**What you should do**:
Every record below must be returned word for word, with the pictures left out.
******
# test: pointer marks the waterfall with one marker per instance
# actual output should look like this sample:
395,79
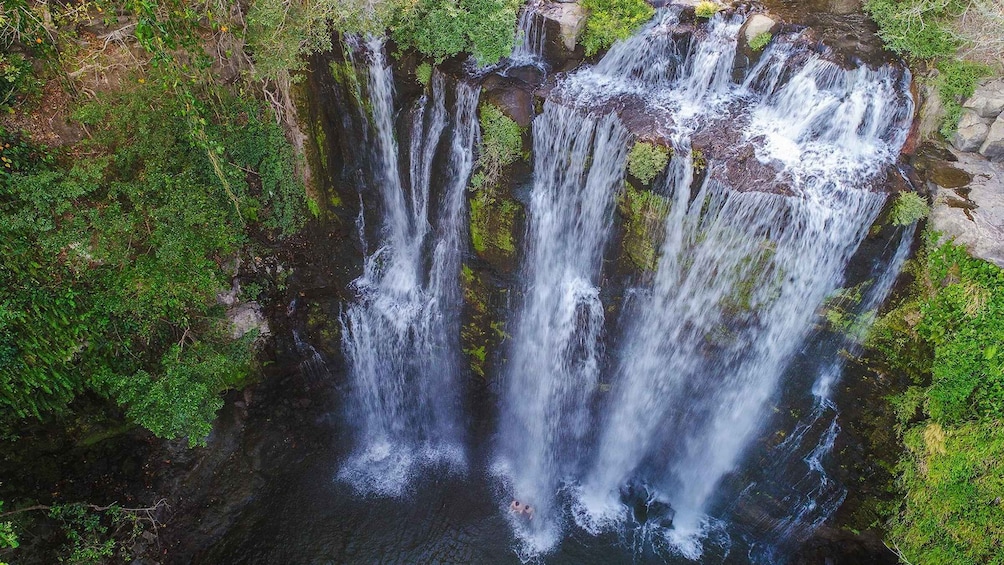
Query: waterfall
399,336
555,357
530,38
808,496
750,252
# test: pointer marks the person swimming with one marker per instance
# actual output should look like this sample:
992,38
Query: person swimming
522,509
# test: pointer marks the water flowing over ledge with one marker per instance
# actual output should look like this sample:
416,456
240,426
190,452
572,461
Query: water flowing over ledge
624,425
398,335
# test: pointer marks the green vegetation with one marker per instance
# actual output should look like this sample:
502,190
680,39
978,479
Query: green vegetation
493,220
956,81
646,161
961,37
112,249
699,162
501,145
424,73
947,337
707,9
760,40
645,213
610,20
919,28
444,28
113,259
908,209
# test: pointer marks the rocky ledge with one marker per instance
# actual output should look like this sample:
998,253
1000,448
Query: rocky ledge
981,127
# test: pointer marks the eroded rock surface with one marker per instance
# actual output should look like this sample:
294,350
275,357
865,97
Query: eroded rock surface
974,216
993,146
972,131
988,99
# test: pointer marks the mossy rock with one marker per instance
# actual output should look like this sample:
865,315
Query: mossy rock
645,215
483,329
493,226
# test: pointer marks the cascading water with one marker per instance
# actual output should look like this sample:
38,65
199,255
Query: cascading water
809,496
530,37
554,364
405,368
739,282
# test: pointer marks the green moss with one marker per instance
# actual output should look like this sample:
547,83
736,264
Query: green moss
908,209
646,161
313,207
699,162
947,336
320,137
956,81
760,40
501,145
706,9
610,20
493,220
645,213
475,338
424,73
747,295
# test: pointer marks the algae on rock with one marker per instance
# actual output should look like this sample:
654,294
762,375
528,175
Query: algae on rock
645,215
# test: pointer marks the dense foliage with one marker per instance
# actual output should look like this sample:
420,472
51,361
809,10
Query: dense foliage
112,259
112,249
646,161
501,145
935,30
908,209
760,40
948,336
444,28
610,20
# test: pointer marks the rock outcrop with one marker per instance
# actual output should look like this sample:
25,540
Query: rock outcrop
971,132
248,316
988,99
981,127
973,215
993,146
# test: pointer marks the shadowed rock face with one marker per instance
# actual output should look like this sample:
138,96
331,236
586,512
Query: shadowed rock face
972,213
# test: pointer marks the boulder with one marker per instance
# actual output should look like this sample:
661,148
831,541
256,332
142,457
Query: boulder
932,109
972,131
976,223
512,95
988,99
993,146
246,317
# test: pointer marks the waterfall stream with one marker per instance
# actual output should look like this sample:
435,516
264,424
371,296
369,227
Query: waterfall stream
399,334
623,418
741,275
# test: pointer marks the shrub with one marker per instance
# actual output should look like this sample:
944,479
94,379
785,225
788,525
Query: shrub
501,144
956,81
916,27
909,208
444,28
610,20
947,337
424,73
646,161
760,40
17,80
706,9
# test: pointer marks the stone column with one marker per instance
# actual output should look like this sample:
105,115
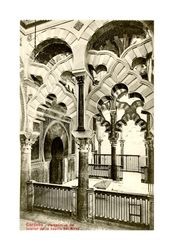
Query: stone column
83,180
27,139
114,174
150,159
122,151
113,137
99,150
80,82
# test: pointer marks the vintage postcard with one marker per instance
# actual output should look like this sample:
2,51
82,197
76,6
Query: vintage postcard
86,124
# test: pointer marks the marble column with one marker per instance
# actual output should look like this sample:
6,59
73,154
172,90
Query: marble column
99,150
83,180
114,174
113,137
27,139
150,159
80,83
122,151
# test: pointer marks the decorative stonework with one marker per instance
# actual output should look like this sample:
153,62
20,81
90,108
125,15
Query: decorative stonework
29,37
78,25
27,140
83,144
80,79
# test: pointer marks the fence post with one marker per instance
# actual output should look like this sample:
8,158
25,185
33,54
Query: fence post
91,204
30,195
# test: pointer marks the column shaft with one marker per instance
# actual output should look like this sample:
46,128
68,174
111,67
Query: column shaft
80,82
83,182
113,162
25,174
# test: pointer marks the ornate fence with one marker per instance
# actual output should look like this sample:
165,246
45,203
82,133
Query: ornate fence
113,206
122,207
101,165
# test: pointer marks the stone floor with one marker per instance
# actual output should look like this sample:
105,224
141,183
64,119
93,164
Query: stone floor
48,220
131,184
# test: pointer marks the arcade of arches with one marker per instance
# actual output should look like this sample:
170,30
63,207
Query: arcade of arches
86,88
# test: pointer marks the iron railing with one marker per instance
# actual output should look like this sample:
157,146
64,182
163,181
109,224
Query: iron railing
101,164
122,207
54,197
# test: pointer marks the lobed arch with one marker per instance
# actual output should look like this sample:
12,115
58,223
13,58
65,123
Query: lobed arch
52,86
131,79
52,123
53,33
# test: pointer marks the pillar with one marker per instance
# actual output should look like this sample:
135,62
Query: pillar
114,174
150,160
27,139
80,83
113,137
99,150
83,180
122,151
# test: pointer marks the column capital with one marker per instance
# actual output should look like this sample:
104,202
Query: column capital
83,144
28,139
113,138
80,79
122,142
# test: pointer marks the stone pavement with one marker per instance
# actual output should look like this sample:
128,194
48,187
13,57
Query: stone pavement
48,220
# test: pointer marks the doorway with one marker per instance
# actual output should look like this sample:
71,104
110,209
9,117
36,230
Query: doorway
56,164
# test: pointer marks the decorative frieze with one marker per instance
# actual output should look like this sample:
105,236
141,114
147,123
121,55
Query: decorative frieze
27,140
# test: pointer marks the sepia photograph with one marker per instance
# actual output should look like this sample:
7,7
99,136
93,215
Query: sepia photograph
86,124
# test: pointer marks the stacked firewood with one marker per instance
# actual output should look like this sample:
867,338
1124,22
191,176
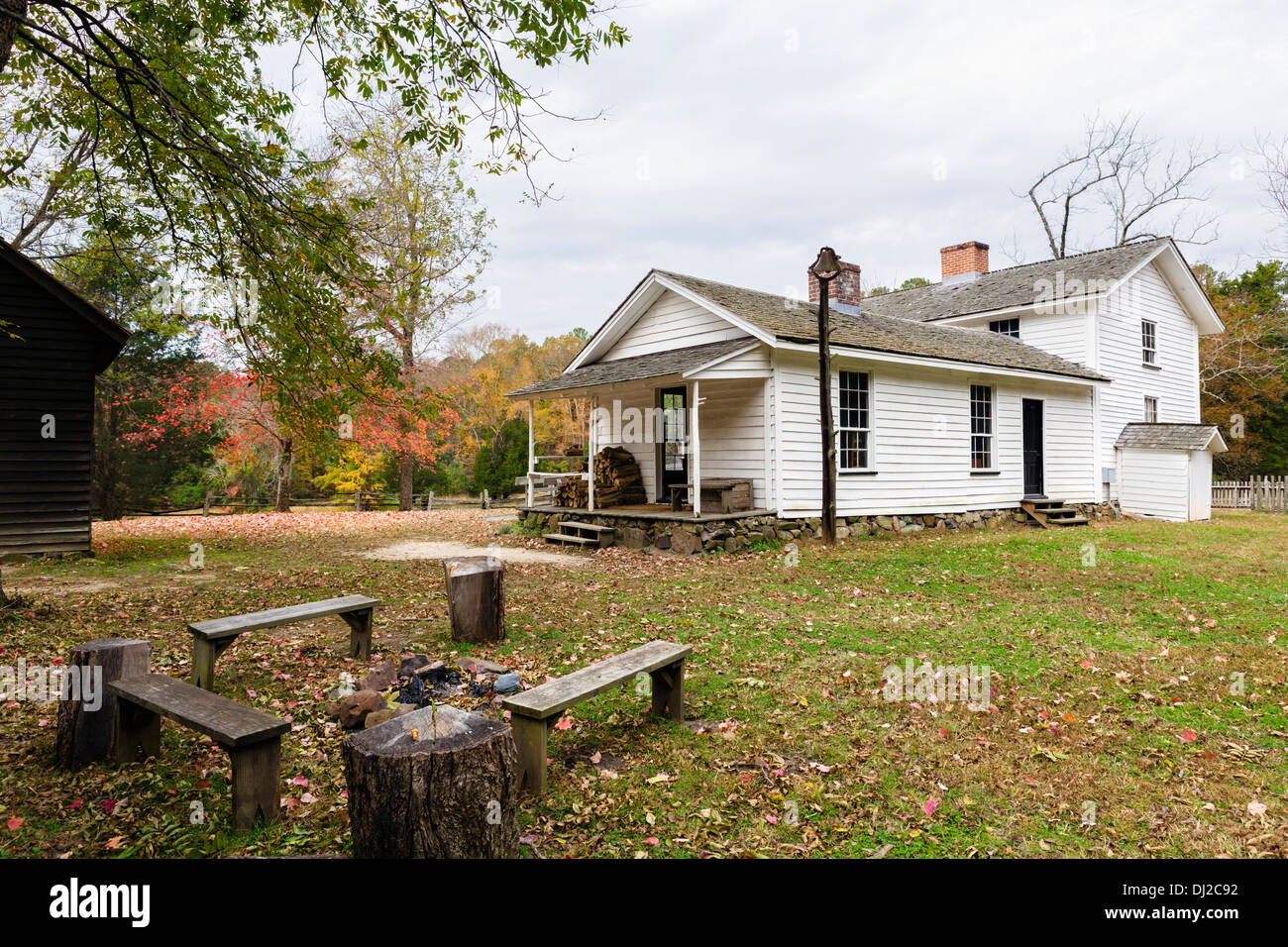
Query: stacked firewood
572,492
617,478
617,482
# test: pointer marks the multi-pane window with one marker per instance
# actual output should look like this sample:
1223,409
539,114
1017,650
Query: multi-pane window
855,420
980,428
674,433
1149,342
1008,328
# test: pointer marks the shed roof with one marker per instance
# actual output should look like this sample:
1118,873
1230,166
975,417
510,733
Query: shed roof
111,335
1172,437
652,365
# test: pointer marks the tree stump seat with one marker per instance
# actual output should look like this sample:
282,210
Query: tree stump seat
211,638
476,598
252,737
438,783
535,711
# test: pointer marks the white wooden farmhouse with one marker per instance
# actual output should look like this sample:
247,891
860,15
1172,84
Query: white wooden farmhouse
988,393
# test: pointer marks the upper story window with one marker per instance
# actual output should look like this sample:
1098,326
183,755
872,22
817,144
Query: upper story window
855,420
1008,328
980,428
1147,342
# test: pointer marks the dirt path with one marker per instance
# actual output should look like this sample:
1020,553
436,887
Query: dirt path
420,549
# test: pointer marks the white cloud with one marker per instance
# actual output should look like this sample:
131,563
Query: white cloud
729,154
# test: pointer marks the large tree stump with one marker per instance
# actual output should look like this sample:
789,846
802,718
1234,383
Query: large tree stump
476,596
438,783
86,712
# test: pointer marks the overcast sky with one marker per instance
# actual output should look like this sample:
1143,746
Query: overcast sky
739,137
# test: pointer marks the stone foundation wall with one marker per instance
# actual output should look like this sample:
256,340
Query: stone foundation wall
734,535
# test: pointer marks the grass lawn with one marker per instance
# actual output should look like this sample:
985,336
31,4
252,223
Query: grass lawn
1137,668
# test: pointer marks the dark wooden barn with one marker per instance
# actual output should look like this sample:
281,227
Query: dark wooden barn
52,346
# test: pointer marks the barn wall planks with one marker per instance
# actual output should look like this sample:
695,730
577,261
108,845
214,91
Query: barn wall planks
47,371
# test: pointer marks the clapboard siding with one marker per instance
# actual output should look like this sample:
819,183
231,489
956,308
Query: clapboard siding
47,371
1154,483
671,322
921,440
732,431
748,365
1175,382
******
**Solution to this problem**:
# test: pointer marks the waterfall with one marker per instance
# actual output should look like this sample:
395,79
Query: waterfall
399,336
555,357
530,38
808,496
750,252
# test: pointer marks the person swimming with one marker per instance
# actual output should look like this sample:
992,38
Query: person swimming
522,509
# test: pointer marks the water flowing over ledge with one marker per instance
# actual output should look like this sample:
416,456
240,426
190,452
572,461
Query: water flowing over ledge
624,425
398,335
# test: pointer marks the green vegetation with one marker per instance
# actual output should look like this sample:
502,190
680,39
978,479
Query: green vegetation
493,220
956,81
646,161
961,37
112,249
699,162
501,145
424,73
947,337
707,9
760,40
645,213
610,20
919,28
444,28
113,259
908,209
# test: pointer marks the rocky ledge with one marker per instance
# actual output should look like this sample:
998,253
1000,448
Query: rocky ledge
981,127
# test: pointer marks the eroded rock surface with one marker per instance
# actual output should look like this sample:
294,350
275,357
865,97
Query: eroded rock surface
974,216
993,146
972,131
988,99
# test: pointer marks the mossy rock with one marker per instance
# actual output should look like this sample:
865,315
Query: mossy rock
645,215
483,329
493,226
# test: pointer marks the cascading water with one marker per instance
# actual output should look like this sample:
38,65
199,255
Query: cascading water
809,496
530,37
554,364
405,368
739,282
# test: pointer marks the green moss with one marker per instance
# actual output should look like this sample:
547,83
736,264
Query: green moss
908,209
646,161
313,207
699,162
947,336
320,137
956,81
760,40
501,145
706,9
610,20
493,220
645,213
475,338
424,73
747,295
# test: pointer marks the algae on rock with one marker per instance
# actual output should look like this sample:
654,294
762,375
528,175
Query: algae on rock
645,215
# test: pointer marks the dense foliage with one marker per instance
# actual output should look like this sample:
420,472
51,361
809,10
Query: dense foliage
112,259
112,249
646,161
501,145
935,30
908,209
760,40
948,336
444,28
610,20
# test: pointer marks the rock outcrop with one marker per instance
# actual output should look like this sample:
25,540
Query: rock outcrop
971,132
248,316
988,99
981,127
973,215
993,146
# test: pointer marks the shadowed rock face with one marker per instance
# actual output should look like this sample:
138,96
331,236
586,512
Query: shadowed rock face
972,213
# test: pointer marks the boulder with one marker per instance
# actual output should look like this sample:
661,148
831,541
256,332
142,457
Query: boulder
932,109
972,131
976,223
512,95
988,99
993,146
246,317
# test: pointer marks the waterfall stream with one marker per instance
# actual output should look like this sample:
435,516
264,424
371,296
369,227
Query: waterfall stream
399,334
623,418
741,275
# test: pointer marks the shrub with one marker per instance
# actual output should look like this sample:
944,479
94,379
785,225
788,525
Query: shrub
501,144
956,81
916,27
909,208
444,28
610,20
947,337
424,73
646,161
760,40
17,80
706,9
# test: pointer marks the stone column with one marker per instance
# actual output should look like this sample:
105,115
Query: stone column
83,180
27,139
114,174
150,159
122,151
113,137
99,150
80,82
# test: pointer marks the vintage postcard with one marker per instance
# actual output should look like this sample:
2,51
82,197
76,6
Query: vintage postcard
86,124
# test: pointer marks the marble column with one marker per instance
# actual output should look like this sample:
6,59
73,154
172,90
Query: marble column
99,150
83,180
114,174
113,137
27,139
150,159
80,83
122,151
# test: pointer marks the decorative stonework with one marker per instance
# actual output should look like this sample:
153,62
20,81
90,108
125,15
Query: decorative stonework
29,37
78,25
27,140
83,144
80,79
# test: pointer marks the fence post with one marker per instance
# actual output should look like this sample:
8,158
25,185
33,54
Query: fence post
91,204
30,195
# test: pointer marks the column shaft with one marker per instance
# actual output should look like this sample:
46,128
68,174
111,67
Query: column shaft
80,82
83,182
113,162
25,174
# test: pointer marks the ornate fence with one marker per instance
# actual output should look like this sample:
165,246
45,203
82,133
Query: ornate fence
113,206
122,207
101,165
# test: pointer marks the stone floor with one marker per instance
# actual output should look like this sample:
105,224
141,183
64,119
93,164
Query: stone floor
48,220
131,184
# test: pointer marks the arcade of arches with one marker per instance
# actual output should look like this sample:
170,30
63,207
Query: arcade of arches
86,88
# test: pointer marks the iron railing with one marker per instance
# actual output should look like this sample:
157,146
64,182
163,181
109,224
Query: iron railing
101,164
122,207
54,197
# test: pointer marks the lobed arch with one marker per instance
# actual output should look like this sample:
12,115
58,223
13,58
65,123
Query: lobed arch
52,86
131,79
52,123
53,33
# test: pointer marks the pillar with one marker per instance
# actual output should look like this sample:
135,62
Query: pillar
114,174
150,160
27,139
80,83
113,137
99,150
83,180
122,151
# test: pointer marks the column capital with one marker per instance
# actual output should look like this sample:
104,202
Query: column capital
83,144
28,139
113,138
80,79
122,142
# test: pointer marks the stone pavement with one marker per instance
# actual output should look like this sample:
128,194
48,187
13,57
Query: stone pavement
48,220
# test: pointer marks the doorway with one marker per instance
# actual output should look like this sample:
71,104
110,209
9,117
36,230
Query: doorway
56,164
# test: pointer marks the decorative frieze with one marker per instance
# actual output should look like this sample:
105,236
141,114
147,123
121,55
Query: decorative frieze
27,140
# test: pointer marks the sepia photograph with one marker per instance
# actual output should look like this sample:
7,7
99,136
93,215
Query: sepia photograph
86,124
# test: pointer marks the stacked firewood with one marker per instance
# actual output should look like this sample:
867,338
1124,22
191,176
Query: stacked firewood
572,492
617,478
617,482
# test: pointer marks the multi-pane window with one marker per instance
# actual output should look like this sample:
1223,409
539,114
1017,650
Query: multi-pane window
855,420
980,428
674,433
1149,342
1008,328
# test: pointer marks the shed roof with one marker per instance
# actual output should look like this sample:
1118,873
1230,166
975,417
510,733
Query: shed roof
111,335
1172,437
652,365
# test: pointer marks the tree stump seat with one marker per instance
# actual output should look like this sample:
282,210
Query: tree stump seat
211,638
476,598
252,737
438,783
535,711
# test: pointer marks the white wooden farmhouse with one marker per instance
# actual output should look like this sample:
247,891
860,15
1172,84
Query: white wooden farmhouse
988,393
# test: pointer marks the upper story window with one marker per instance
# actual output should look like this sample:
1098,326
183,755
872,22
817,144
Query: upper story window
855,420
1008,328
980,428
1147,342
# test: pointer marks the dirt path with one marker per instance
# actual output should look like this sample:
1020,553
436,887
Query: dirt path
420,549
# test: pointer marks the white cloud with one marker per instance
# actual output should look like this sample:
131,563
Query: white cloud
729,154
# test: pointer marks the large tree stump with one marker per instance
# actual output should look like this sample:
789,846
802,718
1234,383
Query: large tree stump
476,596
438,783
86,712
# test: pointer marks the overcast sky with one marker per instance
# actual output should look like this sample:
1143,746
Query: overcast sky
739,137
# test: pointer marks the stone foundation wall with one marker per instance
# actual output should look like this sample:
256,340
Query: stone foundation wall
734,535
# test: pointer marks the grass lawn with one marker per instance
# actual output should look like this sample:
985,336
31,4
252,223
Query: grass lawn
1137,668
# test: pointer marks the dark wooden barn with one marker per instance
# actual output should look like this sample:
281,227
Query: dark wooden barn
52,346
# test: pointer marks the barn wall planks with one marker per instance
# actual output should look like this sample:
695,730
577,261
108,845
214,91
Query: barn wall planks
47,371
# test: pointer marks the clapboard siding with one marker per instance
# actual output should look like this sample:
819,183
231,489
956,308
Query: clapboard siding
47,371
1154,483
671,322
921,440
732,431
748,365
1175,382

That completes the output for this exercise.